Extracted text =
A&E

Take Five: Breaking Bad

Note: This article is hosted here for archival purposes only. It does not necessarily represent the values of the Iron Warrior or Waterloo Engineering Society in the present day.

Well, last Monday I watched “Felina”: the finale of Breaking Bad. It was a great finale, but only an average episode of the amazingly gutsy drama. It didn’t feel right that the ends were tied so neatly, especially when every action that Jesse and Walt took led them deeper into increasingly complex consequences and threats. Was there ever a moral of Breaking Bad? It’s like asking if Buffalo Bill had a self-improvement mantra. But after five seasons it’s been drilled into my head: expect the worst. Your actions have consequences. It is strange to know that there will be no more onscreen consequences for anyone at the end of “Felina”.

 

Here are my personal high points from the saga of Heisenberg, meth king of Alburqurque.

 

… and the Bag’s in the River

After an eventful first meth cook in an RV, Walt and Jesse find themselves with a prisoner who needs to be dealt with.

 

The pilot might have set the series up with some memorable imagery – I doubt I would have made it to the Season 5 finale if not for the pants fluttering out of an RV window to settle on the desert – but this episode cemented the nature of Breaking Bad. It is a show with consequences. Enemies don’t go away until you kill them. Dead bodies don’t disappear unless you dissolve them yourself.

 

Dead Freight

Jesse, Mike, and Walt plan and execute a train heist to steal ten thousand gallons of methylamine. Mike insists that they must leave no witnesses but Jesse claims that there’s another way to do it.

 

The energy of this episode is amazing. The heist itself is high-tension, tightly-scheduled bit of art conceived by none other than Jesse Pinkman (his previous ideas included building a battery to power a stranded RV out of the desert). The whole episode is a serviceable standalone mini-thriller. But Walt and Jesse should both know by now that blood follows Heisenberg wherever he goes.

 

One Minute

Hank finally loses it and beats Jesse up, who gleefully threatens charges with the help of Saul Goodman. While Hank deals with his loss of professional credibility, two bald men target him for revenge in a supermarket parking lot.

 

Remember how The X-Files had “Monster of the Week” episodes that featured Mulder and Scully hunting a creature that had the upper hand? The near-mute “cousins” stalking Hank, who are actually brothers, trigger in me the same reaction as a handful of centipedes or closely spaced holes: they are eerie, and spread the most gruesome destruction in the series.

 

Unpleasant antagonists aside, it is hilarious to watch Jesse power-trip over Hank, who finally deals with consequences of his unprofessional behaviour.

 

Half Measures

Jesse tries to neutralize some rival drug dealers.

 

There is a lot going on in the episode “Half Measures”. Hank is partially paralyzed in the hospital, Jesse and Wendy the hooker try to poison rivals with ricin, but nobody seems to be succeeding in getting anywhere, because, as Mike says, “half measures” are never enough. To prove that, the episode pulls together a multitude of brilliant little moments that go nowhere until Walt’s Pontiac Aztek rams the plot out of the park.

 

Ozymandias

Walt tries to negotiate with Jack’s gang of neo-Nazis for Hank’s release, in the desert where Walt’s barrels of money are buried. Later, Jesse becomes a meth-cooking slave for the Nazis.

 

This episode has the best Breaking Bad melodrama of any episode, with fractious family relationships, teary accusations, and a knife fight! Gone are Walt’s pretentions of maintaining a family as he becomes a baby-stealing fugitive. Seeing how Jesse always gets put through the emotional blender in this show, it is satisfying to see Walt’s empire and family irreversibly disintegrate. Not because of schadenfreude – but how many times have we seen Walt recover control of a situation with an ace up his sleeve? Of course he would eventually fail, in an emotional confrontation as spectacular as his rise to power.

Supplied material =

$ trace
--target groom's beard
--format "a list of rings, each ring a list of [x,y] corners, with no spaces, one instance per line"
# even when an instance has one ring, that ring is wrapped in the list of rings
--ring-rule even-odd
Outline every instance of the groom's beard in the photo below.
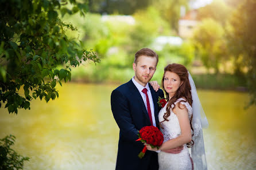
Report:
[[[151,78],[153,77],[153,75],[150,77],[149,74],[139,75],[138,74],[135,73],[135,76],[140,82],[143,84],[147,84],[148,82],[149,82],[149,81],[150,81]],[[143,76],[146,76],[148,77],[145,77]]]

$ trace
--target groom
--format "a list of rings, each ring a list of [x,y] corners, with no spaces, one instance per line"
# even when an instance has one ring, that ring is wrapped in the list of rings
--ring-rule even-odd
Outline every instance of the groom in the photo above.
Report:
[[[157,170],[157,153],[147,151],[144,157],[138,157],[143,145],[138,139],[138,131],[145,126],[158,127],[158,97],[164,97],[161,89],[155,92],[148,82],[156,72],[158,56],[155,52],[143,48],[135,54],[133,68],[135,75],[128,82],[115,89],[111,94],[111,109],[120,129],[116,170]],[[170,150],[179,153],[181,148]]]

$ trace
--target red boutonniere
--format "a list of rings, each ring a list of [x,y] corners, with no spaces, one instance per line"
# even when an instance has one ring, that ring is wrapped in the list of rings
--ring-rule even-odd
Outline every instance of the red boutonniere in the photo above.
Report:
[[[159,106],[164,108],[167,101],[164,98],[161,98],[160,96],[158,97],[158,101],[157,102]]]

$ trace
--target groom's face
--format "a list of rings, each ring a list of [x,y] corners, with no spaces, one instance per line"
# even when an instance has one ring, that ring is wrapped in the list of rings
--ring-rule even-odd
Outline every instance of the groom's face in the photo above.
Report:
[[[156,72],[157,59],[156,57],[141,56],[138,58],[137,63],[133,64],[135,72],[135,80],[145,86]]]

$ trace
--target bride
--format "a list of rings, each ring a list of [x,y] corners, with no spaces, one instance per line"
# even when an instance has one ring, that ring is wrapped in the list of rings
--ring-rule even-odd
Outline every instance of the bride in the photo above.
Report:
[[[156,87],[156,82],[151,84]],[[181,145],[184,149],[178,154],[160,152],[159,169],[207,169],[201,128],[208,126],[208,122],[191,76],[183,65],[169,64],[164,69],[162,85],[168,102],[158,114],[164,135],[159,149],[164,151]],[[148,150],[157,151],[145,145]],[[192,161],[188,148],[191,148]]]

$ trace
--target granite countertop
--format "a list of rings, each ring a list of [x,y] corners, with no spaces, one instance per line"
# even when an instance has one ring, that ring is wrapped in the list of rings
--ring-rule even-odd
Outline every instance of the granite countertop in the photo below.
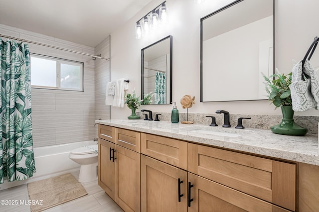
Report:
[[[318,136],[283,135],[270,130],[142,119],[96,120],[96,123],[261,155],[319,165]]]

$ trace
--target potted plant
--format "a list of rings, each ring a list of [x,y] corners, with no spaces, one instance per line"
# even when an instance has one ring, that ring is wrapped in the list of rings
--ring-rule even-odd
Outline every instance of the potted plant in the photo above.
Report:
[[[294,120],[293,102],[289,86],[292,82],[292,72],[285,75],[276,70],[276,74],[269,77],[264,75],[266,82],[266,91],[268,94],[268,100],[276,107],[280,107],[283,114],[281,123],[270,127],[274,133],[289,135],[304,135],[308,129],[302,127]]]
[[[140,118],[140,116],[137,115],[135,113],[136,109],[138,108],[141,104],[142,104],[143,100],[140,100],[140,97],[136,95],[135,94],[135,90],[133,90],[133,93],[131,94],[128,93],[124,96],[126,99],[125,103],[128,105],[128,107],[132,110],[132,114],[131,115],[128,117],[129,119],[138,119]]]

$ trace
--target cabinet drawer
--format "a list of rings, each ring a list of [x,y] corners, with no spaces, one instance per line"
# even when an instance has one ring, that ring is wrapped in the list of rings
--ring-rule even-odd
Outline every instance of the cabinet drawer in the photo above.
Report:
[[[110,126],[99,124],[99,137],[114,143],[113,129],[114,127]]]
[[[296,164],[188,143],[188,171],[295,211]]]
[[[188,173],[188,212],[289,212],[289,211],[201,177]]]
[[[187,169],[187,142],[142,133],[143,154],[177,167]]]
[[[115,143],[141,153],[141,133],[127,129],[114,128]]]

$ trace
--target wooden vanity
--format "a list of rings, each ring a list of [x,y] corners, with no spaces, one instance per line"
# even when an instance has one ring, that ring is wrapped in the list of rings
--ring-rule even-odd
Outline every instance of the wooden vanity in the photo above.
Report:
[[[98,176],[126,212],[319,211],[317,166],[101,123]]]

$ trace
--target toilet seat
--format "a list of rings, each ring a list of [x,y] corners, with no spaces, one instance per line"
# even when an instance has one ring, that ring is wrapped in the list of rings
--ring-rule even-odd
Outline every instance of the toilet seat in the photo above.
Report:
[[[97,145],[91,145],[77,148],[71,151],[70,154],[73,155],[86,155],[88,154],[97,153]]]

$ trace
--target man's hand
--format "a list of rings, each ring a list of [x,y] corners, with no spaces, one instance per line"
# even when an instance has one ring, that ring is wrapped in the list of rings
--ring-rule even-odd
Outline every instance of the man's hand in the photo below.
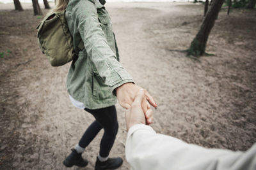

Problems to solve =
1. According to the Breaking Bad article, what do Jesse, Mike, and Walt steal in the "Dead Freight" heist?
2. Copy the passage of the Breaking Bad article between "Take Five: Breaking" and "the present day.", inclusive.

Responses by item number =
1. Ten thousand gallons of methylamine.

2.
Take Five: Breaking Bad

Note: This article is hosted here for archival purposes only. It does not necessarily represent the values of the Iron Warrior or Waterloo Engineering Society in the present day.